> [ABOUT THIS EXERCISE]:
Take each line of the listing that has the string "white" and report it.

────────────────────────────────────────

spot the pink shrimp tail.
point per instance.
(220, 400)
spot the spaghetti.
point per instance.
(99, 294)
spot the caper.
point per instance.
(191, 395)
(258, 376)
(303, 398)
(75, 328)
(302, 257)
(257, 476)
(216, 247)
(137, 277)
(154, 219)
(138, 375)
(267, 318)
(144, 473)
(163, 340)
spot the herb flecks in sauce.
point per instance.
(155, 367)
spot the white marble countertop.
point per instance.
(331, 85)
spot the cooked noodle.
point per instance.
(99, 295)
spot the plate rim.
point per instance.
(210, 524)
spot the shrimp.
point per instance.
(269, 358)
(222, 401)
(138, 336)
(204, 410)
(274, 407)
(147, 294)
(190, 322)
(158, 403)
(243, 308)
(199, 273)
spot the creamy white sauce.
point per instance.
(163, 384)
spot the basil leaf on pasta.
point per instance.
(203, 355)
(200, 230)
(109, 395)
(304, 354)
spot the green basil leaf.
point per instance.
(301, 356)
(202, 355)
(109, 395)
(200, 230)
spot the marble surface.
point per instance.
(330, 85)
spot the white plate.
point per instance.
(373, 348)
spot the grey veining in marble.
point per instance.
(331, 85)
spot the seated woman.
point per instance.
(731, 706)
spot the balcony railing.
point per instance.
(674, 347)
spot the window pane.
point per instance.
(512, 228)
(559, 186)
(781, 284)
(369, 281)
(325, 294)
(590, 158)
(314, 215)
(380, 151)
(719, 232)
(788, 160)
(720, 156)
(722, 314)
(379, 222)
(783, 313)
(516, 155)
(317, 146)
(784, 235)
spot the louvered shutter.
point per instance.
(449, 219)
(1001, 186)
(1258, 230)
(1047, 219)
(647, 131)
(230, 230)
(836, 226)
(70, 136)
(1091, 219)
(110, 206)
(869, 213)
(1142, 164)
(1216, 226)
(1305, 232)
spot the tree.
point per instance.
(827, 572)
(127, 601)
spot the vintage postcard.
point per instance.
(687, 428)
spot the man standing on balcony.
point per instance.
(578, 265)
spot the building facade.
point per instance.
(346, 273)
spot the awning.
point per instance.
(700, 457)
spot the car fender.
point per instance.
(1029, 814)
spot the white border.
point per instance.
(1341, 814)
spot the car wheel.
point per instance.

────────────────────────────────────────

> [REPLY TO THE TASK]:
spot the white marble countertop.
spot the creamy white sauce.
spot the white plate.
spot the white border.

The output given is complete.